## Your objective
Please list every line below that contains the word "pillow".

## Data records
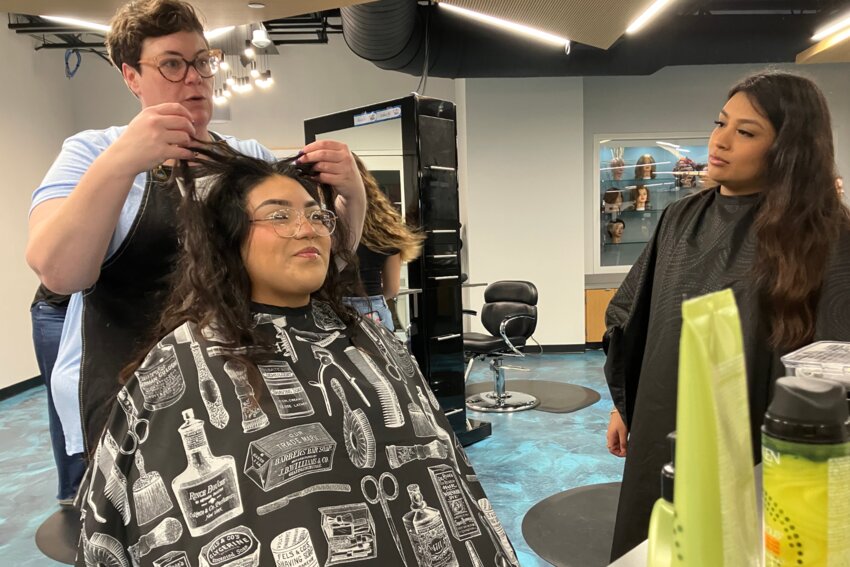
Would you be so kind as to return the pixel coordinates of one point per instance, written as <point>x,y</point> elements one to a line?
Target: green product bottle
<point>806,468</point>
<point>661,523</point>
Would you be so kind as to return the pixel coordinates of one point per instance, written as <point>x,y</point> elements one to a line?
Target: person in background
<point>386,242</point>
<point>48,316</point>
<point>102,223</point>
<point>773,231</point>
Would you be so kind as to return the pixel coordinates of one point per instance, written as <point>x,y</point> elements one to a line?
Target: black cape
<point>337,454</point>
<point>703,244</point>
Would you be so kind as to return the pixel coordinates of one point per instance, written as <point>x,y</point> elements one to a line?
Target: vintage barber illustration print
<point>325,449</point>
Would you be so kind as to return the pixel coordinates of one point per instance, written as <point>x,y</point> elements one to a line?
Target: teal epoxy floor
<point>530,456</point>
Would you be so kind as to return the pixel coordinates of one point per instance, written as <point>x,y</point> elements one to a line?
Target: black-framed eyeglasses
<point>287,222</point>
<point>174,68</point>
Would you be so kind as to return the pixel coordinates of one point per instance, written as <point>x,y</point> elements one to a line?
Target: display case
<point>635,178</point>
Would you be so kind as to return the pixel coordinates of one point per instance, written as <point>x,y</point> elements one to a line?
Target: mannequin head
<point>617,166</point>
<point>645,167</point>
<point>612,200</point>
<point>615,230</point>
<point>682,171</point>
<point>641,198</point>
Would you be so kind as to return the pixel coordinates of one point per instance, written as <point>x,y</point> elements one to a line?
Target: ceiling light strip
<point>508,25</point>
<point>76,22</point>
<point>644,18</point>
<point>831,28</point>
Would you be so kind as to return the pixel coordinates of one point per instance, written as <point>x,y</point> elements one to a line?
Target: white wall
<point>35,112</point>
<point>688,99</point>
<point>524,142</point>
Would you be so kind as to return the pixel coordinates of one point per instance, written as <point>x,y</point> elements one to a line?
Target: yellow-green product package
<point>806,469</point>
<point>716,521</point>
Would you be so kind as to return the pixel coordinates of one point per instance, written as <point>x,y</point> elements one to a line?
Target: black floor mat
<point>574,528</point>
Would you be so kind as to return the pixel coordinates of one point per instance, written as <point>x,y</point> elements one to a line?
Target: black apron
<point>122,307</point>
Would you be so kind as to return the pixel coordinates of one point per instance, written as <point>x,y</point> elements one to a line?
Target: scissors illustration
<point>137,427</point>
<point>383,496</point>
<point>326,360</point>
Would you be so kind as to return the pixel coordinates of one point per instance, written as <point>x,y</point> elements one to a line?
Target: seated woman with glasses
<point>268,424</point>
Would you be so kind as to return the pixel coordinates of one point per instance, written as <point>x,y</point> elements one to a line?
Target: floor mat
<point>574,528</point>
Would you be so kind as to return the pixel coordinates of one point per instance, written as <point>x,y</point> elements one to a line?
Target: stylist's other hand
<point>157,134</point>
<point>334,165</point>
<point>617,435</point>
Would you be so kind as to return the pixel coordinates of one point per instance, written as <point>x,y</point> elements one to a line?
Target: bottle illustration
<point>427,533</point>
<point>286,390</point>
<point>209,390</point>
<point>208,490</point>
<point>441,433</point>
<point>253,416</point>
<point>160,378</point>
<point>497,529</point>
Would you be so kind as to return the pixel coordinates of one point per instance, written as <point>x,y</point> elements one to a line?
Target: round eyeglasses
<point>287,222</point>
<point>175,69</point>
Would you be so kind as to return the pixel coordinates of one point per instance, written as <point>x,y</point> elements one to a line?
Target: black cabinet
<point>428,151</point>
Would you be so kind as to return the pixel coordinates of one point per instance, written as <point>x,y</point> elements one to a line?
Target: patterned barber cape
<point>335,452</point>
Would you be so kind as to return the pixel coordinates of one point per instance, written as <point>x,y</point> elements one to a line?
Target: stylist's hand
<point>617,435</point>
<point>157,134</point>
<point>334,165</point>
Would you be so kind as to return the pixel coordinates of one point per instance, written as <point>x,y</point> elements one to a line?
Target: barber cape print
<point>328,449</point>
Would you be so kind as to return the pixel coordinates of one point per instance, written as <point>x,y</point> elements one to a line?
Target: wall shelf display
<point>636,177</point>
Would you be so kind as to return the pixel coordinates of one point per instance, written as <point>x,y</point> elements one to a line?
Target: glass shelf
<point>657,168</point>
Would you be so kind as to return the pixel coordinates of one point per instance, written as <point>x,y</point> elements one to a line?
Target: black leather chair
<point>510,315</point>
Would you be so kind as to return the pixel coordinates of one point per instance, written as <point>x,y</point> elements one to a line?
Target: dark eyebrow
<point>177,53</point>
<point>284,203</point>
<point>744,120</point>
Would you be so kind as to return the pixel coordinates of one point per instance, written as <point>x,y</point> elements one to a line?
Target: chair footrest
<point>510,402</point>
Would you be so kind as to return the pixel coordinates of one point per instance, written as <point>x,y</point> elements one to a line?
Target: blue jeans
<point>46,331</point>
<point>375,307</point>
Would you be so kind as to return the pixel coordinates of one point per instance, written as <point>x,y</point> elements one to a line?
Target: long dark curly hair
<point>801,215</point>
<point>210,286</point>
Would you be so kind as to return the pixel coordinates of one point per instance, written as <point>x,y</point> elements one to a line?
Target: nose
<point>192,75</point>
<point>305,229</point>
<point>722,137</point>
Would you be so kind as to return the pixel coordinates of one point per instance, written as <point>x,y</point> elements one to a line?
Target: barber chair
<point>510,316</point>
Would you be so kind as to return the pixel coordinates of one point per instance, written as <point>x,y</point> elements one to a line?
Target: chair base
<point>509,402</point>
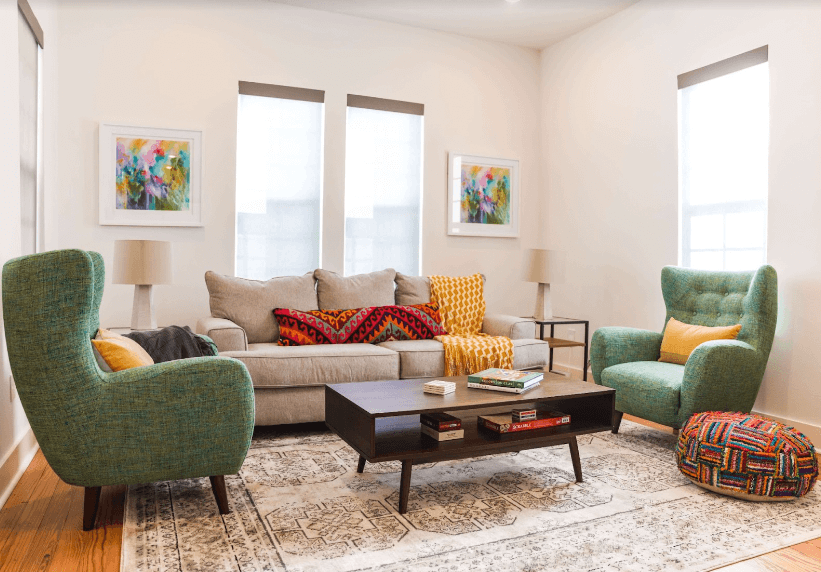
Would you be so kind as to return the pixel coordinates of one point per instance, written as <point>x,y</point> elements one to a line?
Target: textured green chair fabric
<point>173,420</point>
<point>722,375</point>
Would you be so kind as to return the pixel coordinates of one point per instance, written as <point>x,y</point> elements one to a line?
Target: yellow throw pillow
<point>118,352</point>
<point>681,339</point>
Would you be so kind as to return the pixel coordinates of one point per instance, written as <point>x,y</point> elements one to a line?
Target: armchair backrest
<point>51,305</point>
<point>718,298</point>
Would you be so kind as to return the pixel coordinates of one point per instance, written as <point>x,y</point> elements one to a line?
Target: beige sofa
<point>289,382</point>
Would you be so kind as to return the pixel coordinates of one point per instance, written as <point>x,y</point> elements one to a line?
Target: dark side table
<point>554,342</point>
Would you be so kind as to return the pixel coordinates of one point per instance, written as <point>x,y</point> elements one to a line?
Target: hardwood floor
<point>41,530</point>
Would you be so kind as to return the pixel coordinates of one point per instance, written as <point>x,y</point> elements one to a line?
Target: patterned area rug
<point>299,505</point>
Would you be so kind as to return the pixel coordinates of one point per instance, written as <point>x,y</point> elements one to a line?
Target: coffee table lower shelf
<point>400,439</point>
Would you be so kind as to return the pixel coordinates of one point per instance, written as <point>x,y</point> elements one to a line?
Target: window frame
<point>688,211</point>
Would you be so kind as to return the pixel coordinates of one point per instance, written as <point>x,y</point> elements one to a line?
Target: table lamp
<point>544,267</point>
<point>142,263</point>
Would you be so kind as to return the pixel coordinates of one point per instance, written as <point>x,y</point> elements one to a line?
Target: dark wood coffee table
<point>380,420</point>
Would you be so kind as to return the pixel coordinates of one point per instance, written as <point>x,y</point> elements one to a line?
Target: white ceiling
<point>529,23</point>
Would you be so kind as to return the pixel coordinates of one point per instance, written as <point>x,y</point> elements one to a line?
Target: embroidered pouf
<point>746,456</point>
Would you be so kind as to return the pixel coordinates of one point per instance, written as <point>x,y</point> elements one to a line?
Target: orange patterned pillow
<point>359,325</point>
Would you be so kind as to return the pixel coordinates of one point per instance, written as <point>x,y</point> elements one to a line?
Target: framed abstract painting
<point>483,196</point>
<point>150,177</point>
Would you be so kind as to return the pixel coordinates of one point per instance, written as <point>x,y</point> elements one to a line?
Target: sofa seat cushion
<point>249,303</point>
<point>426,358</point>
<point>272,365</point>
<point>647,389</point>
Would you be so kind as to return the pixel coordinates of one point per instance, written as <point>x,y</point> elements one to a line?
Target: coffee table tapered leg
<point>574,455</point>
<point>404,486</point>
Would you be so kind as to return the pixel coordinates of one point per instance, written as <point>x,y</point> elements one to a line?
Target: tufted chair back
<point>710,298</point>
<point>51,304</point>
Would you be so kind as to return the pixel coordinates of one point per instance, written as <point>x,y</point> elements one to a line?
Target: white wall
<point>609,148</point>
<point>178,66</point>
<point>17,444</point>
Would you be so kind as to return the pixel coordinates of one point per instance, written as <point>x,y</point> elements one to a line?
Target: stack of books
<point>509,380</point>
<point>439,387</point>
<point>523,414</point>
<point>441,426</point>
<point>505,423</point>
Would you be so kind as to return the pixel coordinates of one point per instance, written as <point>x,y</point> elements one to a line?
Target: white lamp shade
<point>544,266</point>
<point>142,262</point>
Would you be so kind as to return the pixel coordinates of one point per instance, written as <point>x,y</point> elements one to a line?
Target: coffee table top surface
<point>405,396</point>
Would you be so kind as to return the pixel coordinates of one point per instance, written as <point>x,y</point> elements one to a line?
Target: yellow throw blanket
<point>462,307</point>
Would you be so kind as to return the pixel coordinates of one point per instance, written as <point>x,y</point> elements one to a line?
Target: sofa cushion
<point>359,325</point>
<point>412,289</point>
<point>249,303</point>
<point>426,358</point>
<point>647,389</point>
<point>335,292</point>
<point>271,365</point>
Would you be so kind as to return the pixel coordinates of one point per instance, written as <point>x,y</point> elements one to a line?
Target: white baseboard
<point>15,464</point>
<point>813,432</point>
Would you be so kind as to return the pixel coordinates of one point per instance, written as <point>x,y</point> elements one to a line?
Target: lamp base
<point>142,313</point>
<point>544,310</point>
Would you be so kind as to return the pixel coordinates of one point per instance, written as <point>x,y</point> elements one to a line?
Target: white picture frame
<point>489,214</point>
<point>133,193</point>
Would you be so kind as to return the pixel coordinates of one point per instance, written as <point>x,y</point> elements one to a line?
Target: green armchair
<point>720,375</point>
<point>174,420</point>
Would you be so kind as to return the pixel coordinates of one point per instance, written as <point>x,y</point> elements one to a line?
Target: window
<point>383,185</point>
<point>723,163</point>
<point>30,38</point>
<point>279,180</point>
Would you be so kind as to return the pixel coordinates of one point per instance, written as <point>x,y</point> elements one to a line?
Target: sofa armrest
<point>511,327</point>
<point>228,336</point>
<point>613,345</point>
<point>722,375</point>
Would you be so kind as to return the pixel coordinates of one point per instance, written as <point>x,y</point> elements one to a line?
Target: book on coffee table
<point>442,435</point>
<point>439,387</point>
<point>491,387</point>
<point>440,421</point>
<point>506,377</point>
<point>504,423</point>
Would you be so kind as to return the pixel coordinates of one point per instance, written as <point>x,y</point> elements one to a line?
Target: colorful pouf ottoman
<point>746,456</point>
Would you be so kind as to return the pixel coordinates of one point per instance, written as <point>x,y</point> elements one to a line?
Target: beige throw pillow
<point>412,290</point>
<point>335,292</point>
<point>250,303</point>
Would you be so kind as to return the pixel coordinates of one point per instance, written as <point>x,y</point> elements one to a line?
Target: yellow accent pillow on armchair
<point>681,339</point>
<point>118,352</point>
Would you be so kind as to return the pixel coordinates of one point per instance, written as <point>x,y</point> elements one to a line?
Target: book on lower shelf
<point>506,377</point>
<point>440,421</point>
<point>503,388</point>
<point>504,423</point>
<point>442,435</point>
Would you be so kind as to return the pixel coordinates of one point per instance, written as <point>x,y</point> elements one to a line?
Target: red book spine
<point>526,425</point>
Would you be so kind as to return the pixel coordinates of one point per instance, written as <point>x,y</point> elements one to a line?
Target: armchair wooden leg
<point>91,501</point>
<point>221,494</point>
<point>617,415</point>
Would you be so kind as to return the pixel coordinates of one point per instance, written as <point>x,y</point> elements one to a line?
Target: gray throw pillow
<point>412,290</point>
<point>250,303</point>
<point>335,292</point>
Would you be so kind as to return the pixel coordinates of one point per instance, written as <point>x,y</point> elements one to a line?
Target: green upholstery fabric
<point>647,389</point>
<point>180,419</point>
<point>722,375</point>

## Exercise solution
Target: yellow throw pillow
Target: orange patterned pillow
Target: beige throw pillow
Target: yellow accent pillow on armchair
Target: gray throw pillow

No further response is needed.